Working data:
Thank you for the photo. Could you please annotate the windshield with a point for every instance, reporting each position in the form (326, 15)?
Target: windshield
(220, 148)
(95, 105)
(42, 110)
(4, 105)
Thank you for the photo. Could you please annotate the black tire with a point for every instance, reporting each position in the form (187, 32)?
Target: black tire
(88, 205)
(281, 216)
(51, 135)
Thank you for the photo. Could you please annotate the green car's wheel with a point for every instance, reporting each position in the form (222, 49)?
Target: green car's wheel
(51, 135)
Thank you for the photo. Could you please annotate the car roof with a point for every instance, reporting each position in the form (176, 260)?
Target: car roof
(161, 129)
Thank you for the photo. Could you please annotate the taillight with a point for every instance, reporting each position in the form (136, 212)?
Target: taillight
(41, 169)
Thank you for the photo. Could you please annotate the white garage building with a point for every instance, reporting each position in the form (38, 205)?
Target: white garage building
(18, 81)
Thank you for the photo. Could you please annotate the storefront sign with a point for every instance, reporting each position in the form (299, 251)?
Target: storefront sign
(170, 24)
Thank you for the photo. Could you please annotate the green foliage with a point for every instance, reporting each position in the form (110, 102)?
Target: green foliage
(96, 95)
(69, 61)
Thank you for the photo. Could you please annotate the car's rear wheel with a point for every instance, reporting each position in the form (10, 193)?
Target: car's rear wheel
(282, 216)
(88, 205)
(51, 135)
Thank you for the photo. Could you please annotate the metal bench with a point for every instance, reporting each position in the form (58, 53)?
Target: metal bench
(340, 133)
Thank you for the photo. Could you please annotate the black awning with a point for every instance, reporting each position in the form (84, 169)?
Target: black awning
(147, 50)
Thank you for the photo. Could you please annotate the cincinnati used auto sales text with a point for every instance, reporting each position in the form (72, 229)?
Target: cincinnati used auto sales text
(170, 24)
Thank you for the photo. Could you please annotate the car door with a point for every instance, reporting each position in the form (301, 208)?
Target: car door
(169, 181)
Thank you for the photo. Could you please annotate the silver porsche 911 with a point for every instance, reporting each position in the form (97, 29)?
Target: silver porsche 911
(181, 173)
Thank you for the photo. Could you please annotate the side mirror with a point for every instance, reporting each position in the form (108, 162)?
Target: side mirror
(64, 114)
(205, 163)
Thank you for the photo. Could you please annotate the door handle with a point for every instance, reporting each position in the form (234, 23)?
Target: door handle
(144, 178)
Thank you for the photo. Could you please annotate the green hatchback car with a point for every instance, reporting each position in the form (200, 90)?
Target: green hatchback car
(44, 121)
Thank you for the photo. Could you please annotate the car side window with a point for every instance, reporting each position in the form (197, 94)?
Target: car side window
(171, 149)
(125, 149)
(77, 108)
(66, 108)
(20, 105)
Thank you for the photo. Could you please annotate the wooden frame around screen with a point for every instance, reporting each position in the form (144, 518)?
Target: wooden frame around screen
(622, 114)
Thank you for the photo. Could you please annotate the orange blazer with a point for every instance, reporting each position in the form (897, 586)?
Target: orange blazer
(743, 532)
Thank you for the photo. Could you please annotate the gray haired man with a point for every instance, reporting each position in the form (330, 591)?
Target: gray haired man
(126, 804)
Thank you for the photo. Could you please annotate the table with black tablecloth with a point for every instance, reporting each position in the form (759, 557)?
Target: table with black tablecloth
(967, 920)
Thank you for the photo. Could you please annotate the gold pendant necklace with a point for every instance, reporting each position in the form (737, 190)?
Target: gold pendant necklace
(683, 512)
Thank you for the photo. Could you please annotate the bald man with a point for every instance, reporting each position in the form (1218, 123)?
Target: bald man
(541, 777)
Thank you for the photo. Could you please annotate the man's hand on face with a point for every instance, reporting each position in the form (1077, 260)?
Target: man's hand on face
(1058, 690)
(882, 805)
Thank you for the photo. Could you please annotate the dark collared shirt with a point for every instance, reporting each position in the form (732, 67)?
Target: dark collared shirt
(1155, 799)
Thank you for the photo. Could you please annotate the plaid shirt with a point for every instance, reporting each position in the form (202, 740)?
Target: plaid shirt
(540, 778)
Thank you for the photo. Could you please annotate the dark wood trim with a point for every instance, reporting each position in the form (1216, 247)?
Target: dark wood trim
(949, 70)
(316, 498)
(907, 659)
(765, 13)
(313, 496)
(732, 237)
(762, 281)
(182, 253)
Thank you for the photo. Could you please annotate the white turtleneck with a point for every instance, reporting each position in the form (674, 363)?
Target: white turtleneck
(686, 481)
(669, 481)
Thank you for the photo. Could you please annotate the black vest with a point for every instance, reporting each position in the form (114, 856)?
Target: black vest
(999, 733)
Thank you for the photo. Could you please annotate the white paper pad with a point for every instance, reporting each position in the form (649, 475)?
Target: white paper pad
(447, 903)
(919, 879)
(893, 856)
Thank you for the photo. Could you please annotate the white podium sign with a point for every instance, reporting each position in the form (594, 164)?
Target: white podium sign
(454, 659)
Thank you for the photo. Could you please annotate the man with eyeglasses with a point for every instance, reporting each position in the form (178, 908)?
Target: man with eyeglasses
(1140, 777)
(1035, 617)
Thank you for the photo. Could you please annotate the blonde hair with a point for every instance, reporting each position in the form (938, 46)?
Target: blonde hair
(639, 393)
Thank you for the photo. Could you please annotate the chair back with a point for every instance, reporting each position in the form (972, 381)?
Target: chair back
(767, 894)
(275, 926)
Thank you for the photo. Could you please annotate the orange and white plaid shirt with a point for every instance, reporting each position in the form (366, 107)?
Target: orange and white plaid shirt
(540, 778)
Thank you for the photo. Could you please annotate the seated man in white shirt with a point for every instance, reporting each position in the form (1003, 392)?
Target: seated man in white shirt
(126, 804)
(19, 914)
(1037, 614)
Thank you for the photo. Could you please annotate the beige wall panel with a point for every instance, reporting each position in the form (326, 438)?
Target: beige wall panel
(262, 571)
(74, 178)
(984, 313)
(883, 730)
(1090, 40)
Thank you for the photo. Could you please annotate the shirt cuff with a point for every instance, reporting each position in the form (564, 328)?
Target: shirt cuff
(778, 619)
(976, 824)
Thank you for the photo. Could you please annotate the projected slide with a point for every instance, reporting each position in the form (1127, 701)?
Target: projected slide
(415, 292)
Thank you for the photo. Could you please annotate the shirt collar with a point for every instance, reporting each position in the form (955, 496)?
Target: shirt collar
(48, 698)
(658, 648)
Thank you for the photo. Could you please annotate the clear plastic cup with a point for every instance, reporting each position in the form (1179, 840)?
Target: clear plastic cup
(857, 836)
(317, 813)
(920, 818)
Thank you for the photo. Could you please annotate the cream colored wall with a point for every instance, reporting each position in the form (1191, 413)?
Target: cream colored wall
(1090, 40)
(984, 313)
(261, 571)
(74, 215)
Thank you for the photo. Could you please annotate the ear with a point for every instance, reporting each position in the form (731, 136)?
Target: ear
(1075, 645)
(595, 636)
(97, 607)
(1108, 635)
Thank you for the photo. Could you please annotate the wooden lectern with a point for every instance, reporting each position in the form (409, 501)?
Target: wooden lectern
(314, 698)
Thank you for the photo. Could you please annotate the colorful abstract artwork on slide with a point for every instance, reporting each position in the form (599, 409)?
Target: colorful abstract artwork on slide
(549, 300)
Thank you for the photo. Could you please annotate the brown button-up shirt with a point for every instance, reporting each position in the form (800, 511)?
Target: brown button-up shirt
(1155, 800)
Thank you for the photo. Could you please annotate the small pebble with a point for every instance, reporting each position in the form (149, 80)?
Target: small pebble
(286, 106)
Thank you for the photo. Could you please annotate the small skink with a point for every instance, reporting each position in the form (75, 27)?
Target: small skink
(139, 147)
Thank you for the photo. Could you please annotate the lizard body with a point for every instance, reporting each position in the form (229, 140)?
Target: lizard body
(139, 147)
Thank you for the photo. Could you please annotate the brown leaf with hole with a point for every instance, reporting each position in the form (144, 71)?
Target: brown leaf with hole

What you are asked to do:
Rewrite the stretch of entries from the line containing "Thank you for the photo. Could you please annotate the seated" through the line containing "(1037, 614)", swapping "white shirt" for "gray shirt" and leaving everything else unchanged. Give only those lines.

Task answer:
Thank you for the photo. Could you please annotate the seated man in gray shirt with a point for every instance, reporting each position in the form (1003, 392)?
Target: seated man in gray shirt
(126, 804)
(19, 914)
(1037, 614)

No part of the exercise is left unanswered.